** AIM **
Repeat the listing in full. Nothing may be added or left out.

==== SUPPLIED DATA ====

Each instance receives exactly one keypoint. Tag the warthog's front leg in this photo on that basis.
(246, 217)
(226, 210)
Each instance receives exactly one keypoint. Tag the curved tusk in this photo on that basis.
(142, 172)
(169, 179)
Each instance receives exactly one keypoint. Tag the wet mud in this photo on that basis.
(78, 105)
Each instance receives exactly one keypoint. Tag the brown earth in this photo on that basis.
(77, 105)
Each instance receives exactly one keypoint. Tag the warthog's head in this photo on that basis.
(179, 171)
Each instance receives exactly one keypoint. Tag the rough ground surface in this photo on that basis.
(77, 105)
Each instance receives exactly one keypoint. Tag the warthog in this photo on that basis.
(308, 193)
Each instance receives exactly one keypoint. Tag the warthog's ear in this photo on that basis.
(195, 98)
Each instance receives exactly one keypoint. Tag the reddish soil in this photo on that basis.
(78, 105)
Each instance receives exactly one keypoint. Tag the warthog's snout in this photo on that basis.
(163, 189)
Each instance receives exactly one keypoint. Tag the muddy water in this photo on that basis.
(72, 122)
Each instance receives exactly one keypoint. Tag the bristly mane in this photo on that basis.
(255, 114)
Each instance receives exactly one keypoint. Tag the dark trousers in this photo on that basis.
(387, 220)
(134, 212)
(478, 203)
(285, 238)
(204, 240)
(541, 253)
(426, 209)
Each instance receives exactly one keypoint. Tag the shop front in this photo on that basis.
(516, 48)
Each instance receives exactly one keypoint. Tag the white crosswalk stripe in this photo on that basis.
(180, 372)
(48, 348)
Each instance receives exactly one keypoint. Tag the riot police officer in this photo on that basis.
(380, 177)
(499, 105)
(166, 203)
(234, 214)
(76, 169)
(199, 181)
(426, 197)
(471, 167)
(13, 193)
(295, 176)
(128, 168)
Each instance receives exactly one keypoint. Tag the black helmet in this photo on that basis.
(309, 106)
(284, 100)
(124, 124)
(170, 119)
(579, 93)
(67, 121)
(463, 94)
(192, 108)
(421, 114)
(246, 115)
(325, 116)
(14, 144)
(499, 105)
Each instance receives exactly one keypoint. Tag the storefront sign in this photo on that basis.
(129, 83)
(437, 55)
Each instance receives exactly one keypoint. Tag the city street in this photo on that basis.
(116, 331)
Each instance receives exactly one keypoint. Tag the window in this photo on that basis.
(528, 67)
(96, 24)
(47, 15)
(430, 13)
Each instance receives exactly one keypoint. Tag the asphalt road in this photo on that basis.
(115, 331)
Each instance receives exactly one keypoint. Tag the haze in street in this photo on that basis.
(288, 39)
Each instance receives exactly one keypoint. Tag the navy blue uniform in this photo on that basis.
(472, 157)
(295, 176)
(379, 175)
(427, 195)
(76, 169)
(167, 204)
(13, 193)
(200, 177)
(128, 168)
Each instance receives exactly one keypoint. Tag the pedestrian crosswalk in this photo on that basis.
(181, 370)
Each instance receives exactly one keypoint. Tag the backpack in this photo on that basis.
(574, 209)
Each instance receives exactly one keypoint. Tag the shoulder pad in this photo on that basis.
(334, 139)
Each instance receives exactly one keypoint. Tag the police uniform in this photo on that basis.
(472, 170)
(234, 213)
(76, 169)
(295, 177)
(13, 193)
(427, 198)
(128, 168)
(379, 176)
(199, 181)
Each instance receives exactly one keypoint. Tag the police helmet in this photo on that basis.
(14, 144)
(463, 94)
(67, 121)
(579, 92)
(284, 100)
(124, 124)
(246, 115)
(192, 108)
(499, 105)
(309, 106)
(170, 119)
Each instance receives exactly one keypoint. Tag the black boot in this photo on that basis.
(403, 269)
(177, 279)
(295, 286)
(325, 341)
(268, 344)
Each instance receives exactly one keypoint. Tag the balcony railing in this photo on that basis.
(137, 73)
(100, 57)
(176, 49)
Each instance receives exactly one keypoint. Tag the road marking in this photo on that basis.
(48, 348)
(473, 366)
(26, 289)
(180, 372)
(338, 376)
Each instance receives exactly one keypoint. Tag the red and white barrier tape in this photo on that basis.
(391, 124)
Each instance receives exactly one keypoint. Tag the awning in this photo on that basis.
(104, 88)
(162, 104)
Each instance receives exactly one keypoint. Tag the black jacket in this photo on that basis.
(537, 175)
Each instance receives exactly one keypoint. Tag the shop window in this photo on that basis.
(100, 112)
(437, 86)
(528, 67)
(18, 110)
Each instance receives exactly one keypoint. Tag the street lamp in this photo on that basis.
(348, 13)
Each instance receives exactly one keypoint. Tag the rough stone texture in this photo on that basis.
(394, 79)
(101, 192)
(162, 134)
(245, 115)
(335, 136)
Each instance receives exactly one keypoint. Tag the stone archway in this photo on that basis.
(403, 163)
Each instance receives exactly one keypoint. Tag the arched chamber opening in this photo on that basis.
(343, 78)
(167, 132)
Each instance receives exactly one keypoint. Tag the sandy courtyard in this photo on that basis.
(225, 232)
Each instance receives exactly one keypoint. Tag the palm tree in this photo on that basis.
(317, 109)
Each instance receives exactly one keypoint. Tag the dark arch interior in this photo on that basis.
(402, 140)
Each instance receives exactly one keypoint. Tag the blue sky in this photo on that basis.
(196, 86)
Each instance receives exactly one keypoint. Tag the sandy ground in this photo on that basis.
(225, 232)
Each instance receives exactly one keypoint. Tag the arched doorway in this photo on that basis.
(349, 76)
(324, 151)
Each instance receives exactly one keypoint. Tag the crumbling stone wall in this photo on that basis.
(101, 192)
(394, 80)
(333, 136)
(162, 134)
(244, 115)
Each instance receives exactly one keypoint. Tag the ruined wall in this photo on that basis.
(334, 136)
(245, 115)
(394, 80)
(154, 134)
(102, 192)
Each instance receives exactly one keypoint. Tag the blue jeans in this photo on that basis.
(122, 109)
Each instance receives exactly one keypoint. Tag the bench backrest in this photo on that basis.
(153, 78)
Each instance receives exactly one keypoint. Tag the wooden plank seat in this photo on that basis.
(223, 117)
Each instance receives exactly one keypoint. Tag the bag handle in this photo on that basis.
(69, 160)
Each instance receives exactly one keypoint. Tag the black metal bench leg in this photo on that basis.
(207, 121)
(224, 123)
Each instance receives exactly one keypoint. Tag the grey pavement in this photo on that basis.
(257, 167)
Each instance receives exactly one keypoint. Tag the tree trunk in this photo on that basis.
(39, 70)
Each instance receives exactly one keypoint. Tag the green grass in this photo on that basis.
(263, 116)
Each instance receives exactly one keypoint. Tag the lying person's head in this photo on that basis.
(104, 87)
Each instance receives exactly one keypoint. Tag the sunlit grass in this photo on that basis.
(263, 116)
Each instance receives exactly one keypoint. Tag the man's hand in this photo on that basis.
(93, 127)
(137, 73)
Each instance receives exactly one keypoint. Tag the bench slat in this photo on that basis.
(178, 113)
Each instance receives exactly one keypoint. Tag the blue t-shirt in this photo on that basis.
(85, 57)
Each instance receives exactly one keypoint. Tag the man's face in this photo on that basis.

====

** TASK SOLUTION **
Each instance receives exactly one keypoint. Tag the warthog's front leg in this photo on that basis.
(246, 217)
(226, 210)
Each instance receives exactly one keypoint. Tag the curved tusk in this photo on that basis.
(142, 172)
(169, 179)
Each instance receives exactly one keypoint. Tag the wet mud in this photo on that basis.
(78, 105)
Each instance receives exactly one keypoint. Tag the brown earth in this photo on that basis.
(77, 105)
Each instance receives exactly one keypoint. Tag the warthog's head in this photo on that basis.
(179, 171)
Each instance receives exactly one keypoint. Tag the rough ground surface in this photo on that basis.
(77, 105)
Each instance receives exactly one keypoint. Tag the warthog in this photo on that basis.
(308, 193)
Each instance receives exactly one keypoint. Tag the warthog's ear in this photo on that basis.
(195, 98)
Each instance receives exactly one keypoint. Tag the reddish soil in this photo on that basis.
(78, 105)
Each instance receives exactly one keypoint. Tag the warthog's snout in this photo on that basis.
(163, 189)
Each instance receives exactly one keypoint. Tag the muddy water in this photo on that basis.
(72, 122)
Each instance receives exactly one keypoint. Tag the bristly mane in this photo on that basis.
(255, 114)
Each instance receives exactly one keypoint. Tag the dark trousers in this photo on that basis.
(387, 220)
(134, 212)
(478, 203)
(285, 238)
(204, 240)
(541, 253)
(426, 209)
Each instance receives exactly one keypoint. Tag the shop front in this photo on that basis.
(516, 48)
Each instance receives exactly one keypoint. Tag the white crosswalk stripe in this photo on that basis.
(180, 372)
(48, 348)
Each instance receives exactly one keypoint. Tag the riot police officer in this photo on that basis.
(380, 177)
(499, 105)
(166, 203)
(234, 214)
(76, 169)
(199, 181)
(426, 197)
(471, 167)
(13, 193)
(295, 176)
(128, 168)
Each instance receives exactly one keypoint. Tag the black helmet in this photo on that basis.
(309, 106)
(284, 100)
(124, 124)
(170, 119)
(579, 93)
(67, 121)
(463, 94)
(192, 108)
(421, 114)
(246, 115)
(325, 116)
(14, 144)
(499, 105)
Each instance receives exactly one keypoint. Tag the storefront sign in this photo on that basis.
(129, 83)
(437, 55)
Each instance receives exactly one keypoint. Tag the city street in this photo on that basis.
(116, 331)
Each instance receives exactly one keypoint. Tag the window in this photo on that basis.
(528, 67)
(96, 24)
(47, 15)
(430, 13)
Each instance receives exactly one keypoint. Tag the asphalt road in this photo on that basis.
(115, 331)
Each instance receives exactly one keypoint. Tag the haze in street in this photo on that basis.
(288, 39)
Each instance receives exactly one keypoint. Tag the navy blue uniform in this photo on that basis.
(472, 157)
(295, 176)
(379, 175)
(427, 195)
(76, 169)
(167, 204)
(13, 193)
(200, 177)
(128, 168)
Each instance receives exactly one keypoint. Tag the pedestrian crosswalk in this photo on that basis.
(181, 370)
Each instance receives exactly one keypoint. Tag the backpack in this photo on that basis.
(574, 209)
Each instance receives exactly one keypoint. Tag the shoulder pad in this photo on that basis.
(334, 139)
Each instance receives exactly one keypoint. Tag the police uniform in this photo on that basis.
(472, 170)
(234, 213)
(76, 169)
(295, 177)
(13, 193)
(427, 198)
(128, 168)
(379, 176)
(199, 181)
Each instance receives exactly one keypoint. Tag the police helmet in this photo on that basis.
(14, 144)
(463, 94)
(67, 121)
(579, 92)
(284, 100)
(124, 124)
(246, 115)
(192, 108)
(499, 105)
(309, 106)
(170, 119)
Each instance receives exactly one keypoint. Tag the black boot in this photo on that basis.
(403, 269)
(177, 279)
(295, 286)
(325, 341)
(268, 344)
Each instance receives exactly one keypoint. Tag the balcony railing in this photo on that basis.
(137, 73)
(100, 57)
(176, 49)
Each instance receives exactly one keypoint. Tag the road marking in this photo on that basis.
(48, 348)
(473, 366)
(26, 289)
(180, 372)
(338, 376)
Each instance receives exactly one keypoint. Tag the red and white barrier tape in this photo on that basis.
(391, 124)
Each instance receives exactly one keypoint. Tag the awning in this photo on that basis.
(104, 88)
(162, 104)
Each instance receives exactly one keypoint. Tag the black jacket in this photo on that basis.
(537, 175)
Each instance receives exactly one keypoint. Tag the shop window in this photo on that basis.
(100, 112)
(437, 86)
(528, 67)
(18, 110)
Each instance receives exactly one keypoint. Tag the street lamp in this photo on that basis.
(348, 13)
Each instance receives exactly one keypoint. Tag the rough stone texture in this photo on that basis.
(394, 79)
(101, 192)
(162, 134)
(245, 115)
(335, 136)
Each instance receives exactly one keypoint. Tag the stone archway in this photo on that basis.
(403, 163)
Each instance receives exactly one keypoint. Tag the arched chamber opening in this photo on that basis.
(343, 78)
(167, 132)
Each instance receives exactly one keypoint. Tag the sandy courtyard in this photo on that basis.
(225, 232)
Each instance receives exactly one keypoint. Tag the palm tree in this photo on that basis.
(317, 109)
Each instance receives exactly one keypoint. Tag the dark arch interior in this photo on that basis.
(402, 140)
Each instance receives exactly one keypoint. Tag the blue sky in this photo on that basis.
(196, 86)
Each instance receives exactly one keypoint. Tag the sandy ground in this photo on that basis.
(225, 232)
Each instance receives exactly one keypoint. Tag the arched doorway in this photo on that basis.
(349, 76)
(324, 151)
Each instance receives exactly one keypoint. Tag the crumbling stone wall in this photo on that basis.
(101, 192)
(394, 80)
(333, 136)
(162, 134)
(244, 115)
Each instance receives exactly one keypoint. Tag the ruined wall in this photo on that basis.
(334, 136)
(245, 115)
(394, 80)
(154, 134)
(102, 192)
Each instance receives exactly one keypoint. Tag the blue jeans in this photo on that basis.
(122, 109)
Each instance receives exactly one keypoint. Tag the bench backrest in this photo on that basis.
(153, 78)
Each instance receives exactly one keypoint. Tag the wooden plank seat in this photo on that basis.
(223, 117)
Each instance receives exactly one keypoint. Tag the bag handle in this photo on that basis.
(69, 160)
Each instance receives exactly one keypoint. Tag the black metal bench leg in this photo on that basis.
(207, 121)
(224, 123)
Each instance receives exactly one keypoint. Tag the grey pavement in this photo on that basis.
(257, 167)
Each instance receives exactly one keypoint. Tag the tree trunk in this photo on that basis.
(39, 70)
Each instance receives exactly one keypoint. Tag the green grass in this photo on that basis.
(263, 116)
Each instance receives exactly one keypoint. Tag the lying person's head in this photo on that basis.
(104, 87)
Each instance receives exactly one keypoint. Tag the sunlit grass in this photo on that basis.
(263, 116)
Each instance receives exactly one keypoint. Tag the man's hand in this photo on that basis.
(93, 127)
(137, 73)
Each instance receives exactly one keypoint. Tag the bench slat in this photo on that basis.
(178, 113)
Each instance receives exactly one keypoint. Tag the blue t-shirt in this photo on that basis.
(85, 57)
Each instance receives exactly one keypoint. Tag the man's face in this photo on that basis.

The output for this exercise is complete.